Brief:
Starting at the first line and stopping after the one that contains "[3,9,118,42]", put these lines into a numbered list with the blank lines left out.

────────

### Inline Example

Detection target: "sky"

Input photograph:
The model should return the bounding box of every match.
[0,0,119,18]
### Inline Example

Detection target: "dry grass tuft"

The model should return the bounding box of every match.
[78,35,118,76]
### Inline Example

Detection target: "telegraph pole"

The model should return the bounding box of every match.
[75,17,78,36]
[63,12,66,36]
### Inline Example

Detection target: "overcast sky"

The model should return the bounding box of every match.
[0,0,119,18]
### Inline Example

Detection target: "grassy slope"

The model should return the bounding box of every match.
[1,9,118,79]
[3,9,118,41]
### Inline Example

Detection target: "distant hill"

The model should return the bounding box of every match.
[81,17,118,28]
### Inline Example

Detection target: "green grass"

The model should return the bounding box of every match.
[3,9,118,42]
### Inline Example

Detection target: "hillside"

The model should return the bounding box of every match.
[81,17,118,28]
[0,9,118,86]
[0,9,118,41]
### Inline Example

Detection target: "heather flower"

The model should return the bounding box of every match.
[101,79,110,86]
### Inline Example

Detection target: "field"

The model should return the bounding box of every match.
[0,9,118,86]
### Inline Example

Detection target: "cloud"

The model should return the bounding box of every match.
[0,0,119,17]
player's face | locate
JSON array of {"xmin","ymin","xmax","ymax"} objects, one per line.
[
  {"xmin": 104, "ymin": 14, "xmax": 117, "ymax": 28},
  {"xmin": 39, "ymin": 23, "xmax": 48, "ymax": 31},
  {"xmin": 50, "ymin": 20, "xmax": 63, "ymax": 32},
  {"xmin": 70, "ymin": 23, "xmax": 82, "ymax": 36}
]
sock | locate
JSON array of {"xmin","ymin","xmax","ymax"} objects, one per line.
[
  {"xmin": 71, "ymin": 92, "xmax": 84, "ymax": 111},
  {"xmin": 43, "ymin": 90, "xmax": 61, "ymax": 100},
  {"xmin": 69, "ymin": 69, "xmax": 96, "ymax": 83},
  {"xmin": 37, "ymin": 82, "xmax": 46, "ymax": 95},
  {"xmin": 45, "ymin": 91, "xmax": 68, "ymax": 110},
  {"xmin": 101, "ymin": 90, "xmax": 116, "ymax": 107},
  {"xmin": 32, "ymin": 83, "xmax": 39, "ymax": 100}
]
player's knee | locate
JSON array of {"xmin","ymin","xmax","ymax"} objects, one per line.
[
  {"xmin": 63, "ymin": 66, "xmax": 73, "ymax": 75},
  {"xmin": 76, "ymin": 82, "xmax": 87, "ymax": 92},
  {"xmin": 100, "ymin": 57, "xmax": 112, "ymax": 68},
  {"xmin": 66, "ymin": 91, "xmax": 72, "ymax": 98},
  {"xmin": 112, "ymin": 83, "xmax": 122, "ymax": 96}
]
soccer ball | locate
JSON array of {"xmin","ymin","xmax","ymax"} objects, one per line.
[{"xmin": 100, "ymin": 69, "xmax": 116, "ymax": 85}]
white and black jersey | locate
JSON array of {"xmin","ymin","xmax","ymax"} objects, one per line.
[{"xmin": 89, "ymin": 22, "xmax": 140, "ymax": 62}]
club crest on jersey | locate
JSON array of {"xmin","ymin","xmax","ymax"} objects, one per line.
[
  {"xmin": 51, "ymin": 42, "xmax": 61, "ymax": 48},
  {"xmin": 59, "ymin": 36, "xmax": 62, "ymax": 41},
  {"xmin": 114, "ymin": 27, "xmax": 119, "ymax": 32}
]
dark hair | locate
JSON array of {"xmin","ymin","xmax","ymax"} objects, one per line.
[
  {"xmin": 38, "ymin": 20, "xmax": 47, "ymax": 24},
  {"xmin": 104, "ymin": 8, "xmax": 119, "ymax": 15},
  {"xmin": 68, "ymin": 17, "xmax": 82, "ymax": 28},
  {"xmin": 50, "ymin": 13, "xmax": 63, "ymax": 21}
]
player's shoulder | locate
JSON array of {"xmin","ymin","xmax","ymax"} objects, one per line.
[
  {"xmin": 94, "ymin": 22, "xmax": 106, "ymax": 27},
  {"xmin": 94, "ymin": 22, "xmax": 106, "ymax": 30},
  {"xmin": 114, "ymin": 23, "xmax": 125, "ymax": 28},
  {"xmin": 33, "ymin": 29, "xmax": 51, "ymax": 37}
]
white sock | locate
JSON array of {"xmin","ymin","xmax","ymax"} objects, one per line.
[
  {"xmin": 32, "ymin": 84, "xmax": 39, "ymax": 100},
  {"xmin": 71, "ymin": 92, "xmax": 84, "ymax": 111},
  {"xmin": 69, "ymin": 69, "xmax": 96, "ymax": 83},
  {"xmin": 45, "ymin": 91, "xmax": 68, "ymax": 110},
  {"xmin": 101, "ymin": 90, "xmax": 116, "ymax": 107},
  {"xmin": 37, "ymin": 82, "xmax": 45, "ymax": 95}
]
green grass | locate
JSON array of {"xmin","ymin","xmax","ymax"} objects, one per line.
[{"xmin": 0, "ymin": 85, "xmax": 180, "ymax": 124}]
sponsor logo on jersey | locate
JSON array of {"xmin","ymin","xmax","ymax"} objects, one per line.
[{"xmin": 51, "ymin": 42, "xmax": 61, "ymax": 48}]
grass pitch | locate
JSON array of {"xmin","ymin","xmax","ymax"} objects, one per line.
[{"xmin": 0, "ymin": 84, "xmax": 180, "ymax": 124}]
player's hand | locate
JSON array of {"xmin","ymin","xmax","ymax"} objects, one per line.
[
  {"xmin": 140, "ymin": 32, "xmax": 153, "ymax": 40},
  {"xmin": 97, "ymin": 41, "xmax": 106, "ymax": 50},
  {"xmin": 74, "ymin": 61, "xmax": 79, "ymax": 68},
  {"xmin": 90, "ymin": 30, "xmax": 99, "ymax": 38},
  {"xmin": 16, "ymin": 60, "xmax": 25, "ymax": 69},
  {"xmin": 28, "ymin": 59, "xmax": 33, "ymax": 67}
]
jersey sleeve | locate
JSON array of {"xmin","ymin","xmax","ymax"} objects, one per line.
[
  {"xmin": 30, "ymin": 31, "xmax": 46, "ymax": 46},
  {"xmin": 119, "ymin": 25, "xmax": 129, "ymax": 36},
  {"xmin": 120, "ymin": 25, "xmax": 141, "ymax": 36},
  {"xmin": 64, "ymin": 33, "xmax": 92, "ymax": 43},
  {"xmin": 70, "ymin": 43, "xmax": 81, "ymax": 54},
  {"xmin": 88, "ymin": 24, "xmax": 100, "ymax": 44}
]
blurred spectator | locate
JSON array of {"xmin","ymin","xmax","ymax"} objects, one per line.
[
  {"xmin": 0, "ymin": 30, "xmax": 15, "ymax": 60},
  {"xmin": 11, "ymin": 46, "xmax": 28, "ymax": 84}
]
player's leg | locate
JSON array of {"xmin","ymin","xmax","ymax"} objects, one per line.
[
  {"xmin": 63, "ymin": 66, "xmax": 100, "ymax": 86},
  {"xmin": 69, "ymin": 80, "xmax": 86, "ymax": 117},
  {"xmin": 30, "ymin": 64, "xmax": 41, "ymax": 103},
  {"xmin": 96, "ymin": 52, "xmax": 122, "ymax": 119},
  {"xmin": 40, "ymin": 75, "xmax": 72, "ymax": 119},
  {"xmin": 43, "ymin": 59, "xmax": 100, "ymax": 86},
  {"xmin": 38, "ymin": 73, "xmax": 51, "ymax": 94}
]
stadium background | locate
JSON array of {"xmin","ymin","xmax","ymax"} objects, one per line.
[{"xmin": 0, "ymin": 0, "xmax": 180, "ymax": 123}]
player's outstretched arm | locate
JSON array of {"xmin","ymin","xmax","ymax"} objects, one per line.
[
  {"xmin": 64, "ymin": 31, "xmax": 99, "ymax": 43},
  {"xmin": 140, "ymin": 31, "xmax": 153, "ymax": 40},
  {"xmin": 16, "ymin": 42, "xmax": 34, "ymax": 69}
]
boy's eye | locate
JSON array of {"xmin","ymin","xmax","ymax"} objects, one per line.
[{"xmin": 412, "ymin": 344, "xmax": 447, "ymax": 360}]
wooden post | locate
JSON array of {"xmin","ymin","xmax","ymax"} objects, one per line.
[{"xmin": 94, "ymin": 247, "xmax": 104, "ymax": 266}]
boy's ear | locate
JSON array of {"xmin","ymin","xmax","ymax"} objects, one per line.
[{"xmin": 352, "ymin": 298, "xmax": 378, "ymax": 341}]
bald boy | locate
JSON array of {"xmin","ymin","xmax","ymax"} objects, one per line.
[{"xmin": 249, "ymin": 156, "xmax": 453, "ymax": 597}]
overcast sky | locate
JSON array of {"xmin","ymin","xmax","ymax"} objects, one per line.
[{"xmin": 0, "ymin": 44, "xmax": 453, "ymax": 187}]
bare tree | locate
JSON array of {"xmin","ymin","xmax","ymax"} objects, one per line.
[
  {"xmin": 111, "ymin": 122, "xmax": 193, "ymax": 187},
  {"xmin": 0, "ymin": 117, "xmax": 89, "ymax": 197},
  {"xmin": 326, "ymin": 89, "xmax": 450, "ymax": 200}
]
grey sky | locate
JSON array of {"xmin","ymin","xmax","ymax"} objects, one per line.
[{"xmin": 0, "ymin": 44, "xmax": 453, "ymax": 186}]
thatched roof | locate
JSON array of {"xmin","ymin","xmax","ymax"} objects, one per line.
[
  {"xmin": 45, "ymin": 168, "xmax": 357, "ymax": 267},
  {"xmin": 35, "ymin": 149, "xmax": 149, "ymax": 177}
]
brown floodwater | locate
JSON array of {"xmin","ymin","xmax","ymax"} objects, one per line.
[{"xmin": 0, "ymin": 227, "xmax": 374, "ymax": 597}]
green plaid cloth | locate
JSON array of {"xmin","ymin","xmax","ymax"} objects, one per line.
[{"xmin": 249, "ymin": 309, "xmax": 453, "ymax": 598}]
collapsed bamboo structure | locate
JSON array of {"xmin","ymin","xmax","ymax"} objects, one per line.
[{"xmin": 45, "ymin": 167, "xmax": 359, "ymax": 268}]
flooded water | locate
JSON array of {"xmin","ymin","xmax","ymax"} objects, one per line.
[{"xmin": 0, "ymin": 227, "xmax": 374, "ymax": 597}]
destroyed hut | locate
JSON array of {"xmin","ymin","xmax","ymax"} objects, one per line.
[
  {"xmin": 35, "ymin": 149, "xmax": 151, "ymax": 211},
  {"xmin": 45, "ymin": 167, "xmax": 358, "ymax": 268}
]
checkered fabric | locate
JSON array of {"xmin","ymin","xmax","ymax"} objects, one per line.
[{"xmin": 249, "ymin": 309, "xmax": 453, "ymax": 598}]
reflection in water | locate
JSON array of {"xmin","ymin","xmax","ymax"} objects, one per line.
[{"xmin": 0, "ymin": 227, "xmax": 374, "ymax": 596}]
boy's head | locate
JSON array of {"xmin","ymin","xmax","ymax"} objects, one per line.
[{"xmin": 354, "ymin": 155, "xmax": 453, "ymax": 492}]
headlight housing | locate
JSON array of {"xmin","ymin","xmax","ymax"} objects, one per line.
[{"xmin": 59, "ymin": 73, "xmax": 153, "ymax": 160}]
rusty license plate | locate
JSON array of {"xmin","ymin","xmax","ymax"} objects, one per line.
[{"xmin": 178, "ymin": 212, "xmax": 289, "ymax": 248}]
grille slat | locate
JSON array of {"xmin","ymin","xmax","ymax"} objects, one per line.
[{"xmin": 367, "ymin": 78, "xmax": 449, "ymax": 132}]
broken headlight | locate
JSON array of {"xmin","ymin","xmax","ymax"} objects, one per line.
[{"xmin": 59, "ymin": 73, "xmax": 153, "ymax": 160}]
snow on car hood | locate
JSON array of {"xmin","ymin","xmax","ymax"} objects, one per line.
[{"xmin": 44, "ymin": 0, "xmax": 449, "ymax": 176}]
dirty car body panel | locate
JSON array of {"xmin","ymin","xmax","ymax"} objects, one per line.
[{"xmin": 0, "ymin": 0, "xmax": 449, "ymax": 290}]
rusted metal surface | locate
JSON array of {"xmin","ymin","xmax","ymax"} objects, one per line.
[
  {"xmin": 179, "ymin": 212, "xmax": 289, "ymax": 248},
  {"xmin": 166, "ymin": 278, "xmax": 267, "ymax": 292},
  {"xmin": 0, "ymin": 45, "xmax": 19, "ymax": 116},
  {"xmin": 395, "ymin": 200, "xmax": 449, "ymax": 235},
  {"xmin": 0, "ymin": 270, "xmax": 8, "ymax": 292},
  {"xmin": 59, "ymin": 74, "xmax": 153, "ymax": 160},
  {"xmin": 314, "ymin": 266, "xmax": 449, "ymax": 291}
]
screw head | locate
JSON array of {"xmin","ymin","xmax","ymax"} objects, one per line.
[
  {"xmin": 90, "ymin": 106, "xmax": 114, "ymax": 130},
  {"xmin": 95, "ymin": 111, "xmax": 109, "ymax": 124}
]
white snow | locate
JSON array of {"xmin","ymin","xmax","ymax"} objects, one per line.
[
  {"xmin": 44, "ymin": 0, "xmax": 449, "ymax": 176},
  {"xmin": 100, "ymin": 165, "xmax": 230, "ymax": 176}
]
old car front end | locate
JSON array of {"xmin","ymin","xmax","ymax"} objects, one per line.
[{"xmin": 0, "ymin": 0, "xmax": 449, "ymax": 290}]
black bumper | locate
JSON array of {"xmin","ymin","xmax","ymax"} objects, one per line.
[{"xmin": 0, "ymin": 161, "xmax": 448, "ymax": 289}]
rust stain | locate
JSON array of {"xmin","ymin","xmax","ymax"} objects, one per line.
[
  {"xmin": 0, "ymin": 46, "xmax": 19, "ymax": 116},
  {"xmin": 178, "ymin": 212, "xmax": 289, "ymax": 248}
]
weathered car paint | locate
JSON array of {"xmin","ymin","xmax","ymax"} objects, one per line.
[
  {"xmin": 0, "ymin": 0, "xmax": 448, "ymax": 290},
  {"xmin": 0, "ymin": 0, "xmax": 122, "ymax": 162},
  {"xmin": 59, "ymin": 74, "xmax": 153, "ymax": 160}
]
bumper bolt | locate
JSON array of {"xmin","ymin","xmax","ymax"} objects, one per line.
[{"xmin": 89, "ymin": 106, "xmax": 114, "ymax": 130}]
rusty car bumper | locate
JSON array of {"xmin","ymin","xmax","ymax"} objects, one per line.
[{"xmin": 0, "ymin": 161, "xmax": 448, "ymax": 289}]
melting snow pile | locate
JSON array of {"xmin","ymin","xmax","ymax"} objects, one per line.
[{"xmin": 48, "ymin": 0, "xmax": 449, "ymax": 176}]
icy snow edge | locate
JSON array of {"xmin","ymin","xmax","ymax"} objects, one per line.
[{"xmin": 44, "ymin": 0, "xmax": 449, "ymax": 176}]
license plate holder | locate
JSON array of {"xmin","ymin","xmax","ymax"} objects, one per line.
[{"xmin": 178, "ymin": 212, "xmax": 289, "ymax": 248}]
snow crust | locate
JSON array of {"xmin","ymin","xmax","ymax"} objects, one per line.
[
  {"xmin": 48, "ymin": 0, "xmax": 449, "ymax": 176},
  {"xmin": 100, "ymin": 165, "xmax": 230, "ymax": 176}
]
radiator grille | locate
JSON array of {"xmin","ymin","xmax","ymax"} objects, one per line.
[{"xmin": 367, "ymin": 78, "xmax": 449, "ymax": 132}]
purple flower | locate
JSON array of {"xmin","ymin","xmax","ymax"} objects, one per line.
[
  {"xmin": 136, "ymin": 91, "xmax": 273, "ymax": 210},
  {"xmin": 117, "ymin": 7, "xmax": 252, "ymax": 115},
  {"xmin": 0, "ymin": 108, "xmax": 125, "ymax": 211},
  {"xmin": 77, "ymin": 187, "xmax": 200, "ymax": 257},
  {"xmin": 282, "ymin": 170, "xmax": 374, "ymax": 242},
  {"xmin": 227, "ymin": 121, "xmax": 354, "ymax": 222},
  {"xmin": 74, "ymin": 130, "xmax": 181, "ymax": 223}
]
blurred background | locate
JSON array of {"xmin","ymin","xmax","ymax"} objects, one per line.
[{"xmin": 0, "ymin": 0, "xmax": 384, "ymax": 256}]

────────

Output for this exercise:
1. ### Inline Example
2. Detection target: "sky"
3. Input photograph:
4. The model should return the bounding box of every match.
5. [0,0,119,18]
6. ### Inline Example
7. Detection target: "dry grass tuft"
8. The model should return the bounding box of every match.
9. [78,35,118,76]
10. ### Inline Example
11. Detection target: "telegraph pole"
12. The model should return the bounding box of every match.
13. [75,17,78,36]
14. [63,12,66,36]
15. ### Inline Example
16. Detection target: "overcast sky"
17. The model should return the bounding box of every match.
18. [0,0,119,18]
19. ### Inline Example
20. Detection target: "grassy slope"
21. The model should return the bounding box of every match.
22. [1,9,118,79]
23. [3,9,118,41]
24. ### Inline Example
25. Detection target: "distant hill"
26. The model should return the bounding box of every match.
27. [81,17,118,28]
28. ### Inline Example
29. Detection target: "green grass"
30. The model should return the bounding box of every match.
31. [3,9,118,42]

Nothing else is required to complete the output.